In the records below, find the line containing "Can you see the gray" and restate it and all lines after it exactly, through the last line.
[[ Source material, beginning ]]
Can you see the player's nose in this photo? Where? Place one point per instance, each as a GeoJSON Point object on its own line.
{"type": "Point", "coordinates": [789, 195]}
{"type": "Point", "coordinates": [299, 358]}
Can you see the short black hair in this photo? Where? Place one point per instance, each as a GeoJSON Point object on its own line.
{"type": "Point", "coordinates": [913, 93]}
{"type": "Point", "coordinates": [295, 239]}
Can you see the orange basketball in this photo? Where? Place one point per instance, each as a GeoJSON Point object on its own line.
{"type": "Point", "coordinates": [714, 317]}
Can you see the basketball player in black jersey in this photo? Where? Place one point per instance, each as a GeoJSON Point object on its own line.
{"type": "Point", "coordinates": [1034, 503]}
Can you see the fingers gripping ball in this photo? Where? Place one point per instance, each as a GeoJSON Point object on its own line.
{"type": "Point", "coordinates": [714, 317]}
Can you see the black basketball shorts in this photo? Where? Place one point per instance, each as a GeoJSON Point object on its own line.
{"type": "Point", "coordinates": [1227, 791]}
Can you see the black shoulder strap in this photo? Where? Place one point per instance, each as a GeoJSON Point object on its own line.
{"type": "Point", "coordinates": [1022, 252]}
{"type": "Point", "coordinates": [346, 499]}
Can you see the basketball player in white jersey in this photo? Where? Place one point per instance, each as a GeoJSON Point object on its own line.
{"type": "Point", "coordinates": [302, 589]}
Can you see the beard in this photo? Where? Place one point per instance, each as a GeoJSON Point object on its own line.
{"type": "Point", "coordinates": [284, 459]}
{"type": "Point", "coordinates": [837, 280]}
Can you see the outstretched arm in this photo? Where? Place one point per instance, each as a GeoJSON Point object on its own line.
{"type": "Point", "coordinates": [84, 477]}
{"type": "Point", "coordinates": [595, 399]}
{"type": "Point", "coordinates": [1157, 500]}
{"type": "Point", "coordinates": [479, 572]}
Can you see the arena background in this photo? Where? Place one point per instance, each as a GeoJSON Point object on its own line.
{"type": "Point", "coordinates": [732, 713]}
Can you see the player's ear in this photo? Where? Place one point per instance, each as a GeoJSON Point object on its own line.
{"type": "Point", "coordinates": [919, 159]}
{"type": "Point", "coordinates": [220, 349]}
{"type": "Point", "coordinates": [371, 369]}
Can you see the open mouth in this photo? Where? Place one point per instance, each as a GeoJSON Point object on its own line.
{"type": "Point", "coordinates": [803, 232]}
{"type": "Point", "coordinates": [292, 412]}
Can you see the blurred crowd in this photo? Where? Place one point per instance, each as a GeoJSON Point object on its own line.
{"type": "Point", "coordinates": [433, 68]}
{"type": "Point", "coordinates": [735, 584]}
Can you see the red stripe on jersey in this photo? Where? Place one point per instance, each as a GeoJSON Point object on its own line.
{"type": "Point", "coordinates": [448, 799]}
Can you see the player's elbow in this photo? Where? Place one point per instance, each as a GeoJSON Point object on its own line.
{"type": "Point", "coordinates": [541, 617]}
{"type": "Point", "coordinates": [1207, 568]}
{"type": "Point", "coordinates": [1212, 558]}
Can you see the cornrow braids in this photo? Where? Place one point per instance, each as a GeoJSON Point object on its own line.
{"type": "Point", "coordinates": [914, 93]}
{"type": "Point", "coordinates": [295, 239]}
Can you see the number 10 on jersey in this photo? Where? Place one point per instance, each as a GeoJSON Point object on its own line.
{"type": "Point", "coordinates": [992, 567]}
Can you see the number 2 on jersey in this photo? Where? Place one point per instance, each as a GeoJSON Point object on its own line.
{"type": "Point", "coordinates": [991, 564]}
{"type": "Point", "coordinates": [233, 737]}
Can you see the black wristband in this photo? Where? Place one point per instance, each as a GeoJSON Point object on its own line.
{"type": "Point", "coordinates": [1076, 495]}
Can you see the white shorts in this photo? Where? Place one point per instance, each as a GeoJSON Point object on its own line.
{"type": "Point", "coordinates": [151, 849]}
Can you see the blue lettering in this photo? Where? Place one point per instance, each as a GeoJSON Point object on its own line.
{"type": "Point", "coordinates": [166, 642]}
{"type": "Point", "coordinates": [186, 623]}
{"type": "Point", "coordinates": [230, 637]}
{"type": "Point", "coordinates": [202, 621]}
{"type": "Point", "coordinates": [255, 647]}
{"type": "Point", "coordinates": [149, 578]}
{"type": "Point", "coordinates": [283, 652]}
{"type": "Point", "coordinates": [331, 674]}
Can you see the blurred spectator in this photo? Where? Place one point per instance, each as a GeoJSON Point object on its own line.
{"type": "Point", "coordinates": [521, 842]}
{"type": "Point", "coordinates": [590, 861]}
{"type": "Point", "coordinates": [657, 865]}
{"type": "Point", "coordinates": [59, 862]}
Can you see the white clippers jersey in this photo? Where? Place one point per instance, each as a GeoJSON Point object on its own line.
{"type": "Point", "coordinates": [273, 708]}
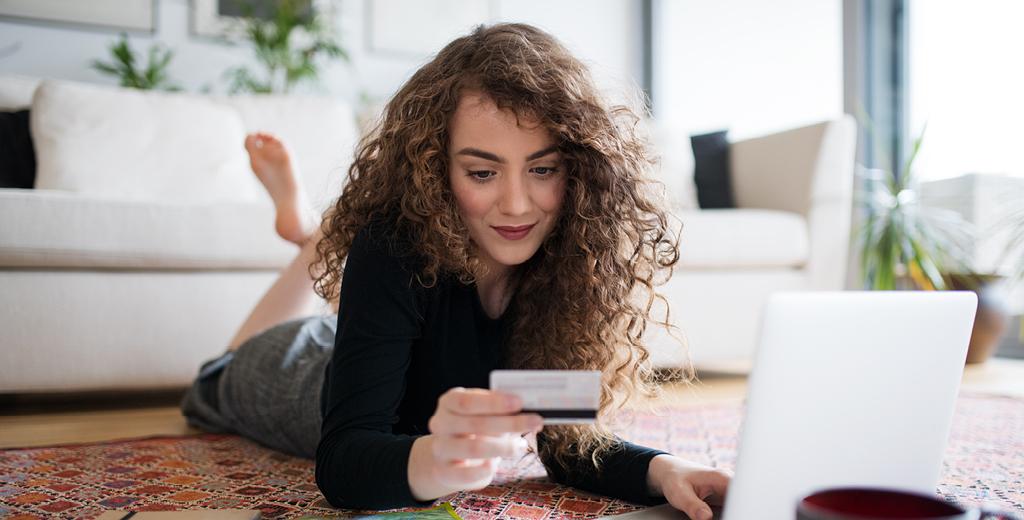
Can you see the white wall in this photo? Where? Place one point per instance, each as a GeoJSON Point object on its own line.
{"type": "Point", "coordinates": [966, 83]}
{"type": "Point", "coordinates": [604, 33]}
{"type": "Point", "coordinates": [748, 66]}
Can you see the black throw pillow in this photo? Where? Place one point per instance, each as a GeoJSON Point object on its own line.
{"type": "Point", "coordinates": [17, 156]}
{"type": "Point", "coordinates": [711, 170]}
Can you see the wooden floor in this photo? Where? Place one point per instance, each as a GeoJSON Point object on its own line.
{"type": "Point", "coordinates": [27, 421]}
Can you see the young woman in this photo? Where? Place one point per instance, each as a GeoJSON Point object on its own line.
{"type": "Point", "coordinates": [498, 217]}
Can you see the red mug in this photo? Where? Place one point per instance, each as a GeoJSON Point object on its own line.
{"type": "Point", "coordinates": [865, 504]}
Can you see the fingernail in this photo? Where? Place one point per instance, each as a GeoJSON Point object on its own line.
{"type": "Point", "coordinates": [521, 444]}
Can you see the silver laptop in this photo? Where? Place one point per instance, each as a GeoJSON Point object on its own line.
{"type": "Point", "coordinates": [848, 389]}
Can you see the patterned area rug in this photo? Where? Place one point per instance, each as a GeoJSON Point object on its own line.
{"type": "Point", "coordinates": [984, 465]}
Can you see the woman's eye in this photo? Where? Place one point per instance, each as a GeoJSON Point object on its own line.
{"type": "Point", "coordinates": [481, 174]}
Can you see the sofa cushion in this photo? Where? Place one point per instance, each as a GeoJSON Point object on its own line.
{"type": "Point", "coordinates": [139, 144]}
{"type": "Point", "coordinates": [675, 163]}
{"type": "Point", "coordinates": [17, 158]}
{"type": "Point", "coordinates": [49, 228]}
{"type": "Point", "coordinates": [742, 239]}
{"type": "Point", "coordinates": [711, 170]}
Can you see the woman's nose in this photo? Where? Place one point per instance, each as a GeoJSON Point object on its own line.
{"type": "Point", "coordinates": [515, 198]}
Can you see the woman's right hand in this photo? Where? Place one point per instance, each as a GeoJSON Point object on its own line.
{"type": "Point", "coordinates": [471, 430]}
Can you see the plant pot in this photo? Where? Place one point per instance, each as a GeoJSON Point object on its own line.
{"type": "Point", "coordinates": [992, 317]}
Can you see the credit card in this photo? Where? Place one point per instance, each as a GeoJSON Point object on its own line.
{"type": "Point", "coordinates": [558, 396]}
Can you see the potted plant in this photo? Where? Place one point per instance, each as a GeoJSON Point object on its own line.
{"type": "Point", "coordinates": [906, 246]}
{"type": "Point", "coordinates": [126, 66]}
{"type": "Point", "coordinates": [291, 42]}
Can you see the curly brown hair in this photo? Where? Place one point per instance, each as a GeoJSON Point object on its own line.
{"type": "Point", "coordinates": [598, 267]}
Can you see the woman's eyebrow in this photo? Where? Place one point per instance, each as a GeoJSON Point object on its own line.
{"type": "Point", "coordinates": [497, 159]}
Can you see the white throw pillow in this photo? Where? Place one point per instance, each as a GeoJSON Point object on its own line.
{"type": "Point", "coordinates": [15, 92]}
{"type": "Point", "coordinates": [321, 133]}
{"type": "Point", "coordinates": [139, 144]}
{"type": "Point", "coordinates": [675, 169]}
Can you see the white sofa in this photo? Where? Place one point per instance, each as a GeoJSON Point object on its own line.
{"type": "Point", "coordinates": [791, 231]}
{"type": "Point", "coordinates": [107, 291]}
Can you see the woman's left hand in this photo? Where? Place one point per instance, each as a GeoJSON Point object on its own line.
{"type": "Point", "coordinates": [688, 486]}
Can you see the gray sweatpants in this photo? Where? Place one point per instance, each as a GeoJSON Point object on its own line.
{"type": "Point", "coordinates": [268, 389]}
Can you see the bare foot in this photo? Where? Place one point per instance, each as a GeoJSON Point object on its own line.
{"type": "Point", "coordinates": [272, 166]}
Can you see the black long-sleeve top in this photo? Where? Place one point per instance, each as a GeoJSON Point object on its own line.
{"type": "Point", "coordinates": [398, 347]}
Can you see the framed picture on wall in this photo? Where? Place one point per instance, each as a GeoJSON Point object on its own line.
{"type": "Point", "coordinates": [134, 15]}
{"type": "Point", "coordinates": [418, 29]}
{"type": "Point", "coordinates": [221, 18]}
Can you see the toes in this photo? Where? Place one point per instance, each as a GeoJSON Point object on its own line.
{"type": "Point", "coordinates": [253, 141]}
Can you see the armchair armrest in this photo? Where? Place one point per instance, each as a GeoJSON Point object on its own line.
{"type": "Point", "coordinates": [809, 171]}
[[ Source material, end ]]
▶ Written solution:
Can you see the gray sweatpants in this photo? Where? Place one point per instance, each as a GeoJSON Point object on its own line.
{"type": "Point", "coordinates": [268, 389]}
Can you see the bare foot in this photo? Where? Place one point per instance, each as a GeoJSON Point object on its own line.
{"type": "Point", "coordinates": [272, 166]}
Can you see the black long-sleeve top in this photo? Where? Place one point per instance, each as a GeoJSON Point object on its own line.
{"type": "Point", "coordinates": [398, 347]}
Can you see the framed picture on wall in this photo? Where? Place one point per instance, each as a GeoJSON Point object on its own line.
{"type": "Point", "coordinates": [134, 15]}
{"type": "Point", "coordinates": [418, 29]}
{"type": "Point", "coordinates": [221, 18]}
Can you see the toes in this photo? Where? Place one point per instance, each as a GeoJSON Point object on its own line.
{"type": "Point", "coordinates": [253, 141]}
Can you see the armchair armrest in this photo? Where? Place one point per instance, each as a GeoJSON Point object on its own line.
{"type": "Point", "coordinates": [809, 171]}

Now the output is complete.